**Verilen Metin**:
+++
3- Hadiste, açıklanması gereken son bir husus, "vakti uzasa da" diye tercüme ettiğimiz   بَعْدَ حِينٍ tabiridir. Cenab-ı Hak dualara cevap vereceğini vaad etmektedir. Aleyhissalâtu vesselâm bunu haber vermektedir. Ancak, ne Kur'anî kaynak ne de hadisler "anında, aynıyla" diye bir kayıt getirmezler. Çünkü Cenab-ı Hak, "hakim"dir, herşeyi hikmetle yapar. Dolayısiyle duaların kabulünde de takip edeceği bir hikmet vardır. Anında yerine getirebileceği gibi, on sene, yirmi sene,  kırk sene sonra da yerine getirebilir; imhâl eder, fakat ihmal etmez. Öyleyse  mana şöyledir: "Ey mazlum! Ben senin çiğnenen hakkını zayi etmeyeceğim. Uzun zaman geçse de duanı geri çevirmeyeceğim. Çünkü ben Halim'im, kulları cezalandırmada acele etmem. Belki tevbe ederler; mazlumlara da haklarını vererek gönüllerini  alarak razı ederler, zulüm ve günahtan vazgeçerler diye mühlet tanırım."

Hadis, böylece, Allah'ın zalime mühlet tanısa da onu asla ihmal  etmeyeceğine  de işarette bulunmuş olmaktadır.[5]

 

ـ5100 ـ4ـ وعن أبي موسى رَضِيَ اللّهُ عَنْه قال: ]قَالَ رَسُولُ اللّهِ #: جَنَّتَانِ مِنْ فِضَّةٍ، آنِيتُهُمَا وَمَا فيهَا؛ وَجَنَّتَانِ مِنْ ذَهَبٍ، آنِيَتُهُمَا وَمَا فِيهِمَا؛ وَمَا بَيْنَ الْقَوْمِ وَبَيْنَ أنْ يَنْظُرُوا الى رَبِّهِمْ إّ رِدَاءُ الْكِبْرِيَاءِ عَلى وَجْهِهِ في جَنَّةِ عَدْنٍ[. أخرجه الشيخان والترمذي .
+++
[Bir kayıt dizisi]
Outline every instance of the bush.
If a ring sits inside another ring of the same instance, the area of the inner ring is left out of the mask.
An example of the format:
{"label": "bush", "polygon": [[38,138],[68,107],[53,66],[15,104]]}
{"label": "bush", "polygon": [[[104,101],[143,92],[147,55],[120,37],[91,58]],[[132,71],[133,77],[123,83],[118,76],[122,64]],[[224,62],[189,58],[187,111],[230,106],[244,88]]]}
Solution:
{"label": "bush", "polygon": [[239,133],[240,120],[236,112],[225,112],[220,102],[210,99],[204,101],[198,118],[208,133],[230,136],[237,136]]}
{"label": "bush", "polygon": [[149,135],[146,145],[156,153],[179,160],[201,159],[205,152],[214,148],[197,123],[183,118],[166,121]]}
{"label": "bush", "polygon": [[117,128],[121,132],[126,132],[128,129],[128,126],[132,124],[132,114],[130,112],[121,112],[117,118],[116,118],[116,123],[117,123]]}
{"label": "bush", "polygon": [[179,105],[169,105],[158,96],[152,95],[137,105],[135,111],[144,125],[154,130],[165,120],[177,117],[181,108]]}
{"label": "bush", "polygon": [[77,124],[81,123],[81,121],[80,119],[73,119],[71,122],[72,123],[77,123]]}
+++
**Yapılacak İşler**:
(a) Duaların kabulüyle ilgili metinde "ـ5100 ـ4ـ وعن" sözlerinden "الشيخان والترمذي ." sözlerine kadar uzanan bölümün tamamını hiç değiştirmeden kopyalar mısın?
(b) Kayıtlardaki bütün satırları, boş olanları atlayarak, "Sıra" ve "İçerik" sütunlarından oluşan bir Markdown tablosu olarak verir misin?
Metin ile kayıtlar arasında herhangi bir bağ yoktur.

**Yanıtlar**:
(a)
ـ5100 ـ4ـ وعن أبي موسى رَضِيَ اللّهُ عَنْه قال: ]قَالَ رَسُولُ اللّهِ #: جَنَّتَانِ مِنْ فِضَّةٍ، آنِيتُهُمَا وَمَا فيهَا؛ وَجَنَّتَانِ مِنْ ذَهَبٍ، آنِيَتُهُمَا وَمَا فِيهِمَا؛ وَمَا بَيْنَ الْقَوْمِ وَبَيْنَ أنْ يَنْظُرُوا الى رَبِّهِمْ إّ رِدَاءُ الْكِبْرِيَاءِ عَلى وَجْهِهِ في جَنَّةِ عَدْنٍ[. أخرجه الشيخان والترمذي .

(b)
| Sıra | İçerik |
|---|---|
| 1 | Outline every instance of the bush. |
| 2 | If a ring sits inside another ring of the same instance, the area of the inner ring is left out of the mask. |
| 3 | An example of the format: |
| 4 | {"label": "bush", "polygon": [[38,138],[68,107],[53,66],[15,104]]} |
| 5 | {"label": "bush", "polygon": [[[104,101],[143,92],[147,55],[120,37],[91,58]],[[132,71],[133,77],[123,83],[118,76],[122,64]],[[224,62],[189,58],[187,111],[230,106],[244,88]]]} |
| 6 | Solution: |
| 7 | {"label": "bush", "polygon": [[239,133],[240,120],[236,112],[225,112],[220,102],[210,99],[204,101],[198,118],[208,133],[230,136],[237,136]]} |
| 8 | {"label": "bush", "polygon": [[149,135],[146,145],[156,153],[179,160],[201,159],[205,152],[214,148],[197,123],[183,118],[166,121]]} |
| 9 | {"label": "bush", "polygon": [[117,128],[121,132],[126,132],[128,129],[128,126],[132,124],[132,114],[130,112],[121,112],[117,118],[116,118],[116,123],[117,123]]} |
| 10 | {"label": "bush", "polygon": [[179,105],[169,105],[158,96],[152,95],[137,105],[135,111],[144,125],[154,130],[165,120],[177,117],[181,108]]} |
| 11 | {"label": "bush", "polygon": [[77,124],[81,123],[81,121],[80,119],[73,119],[71,122],[72,123],[77,123]]} |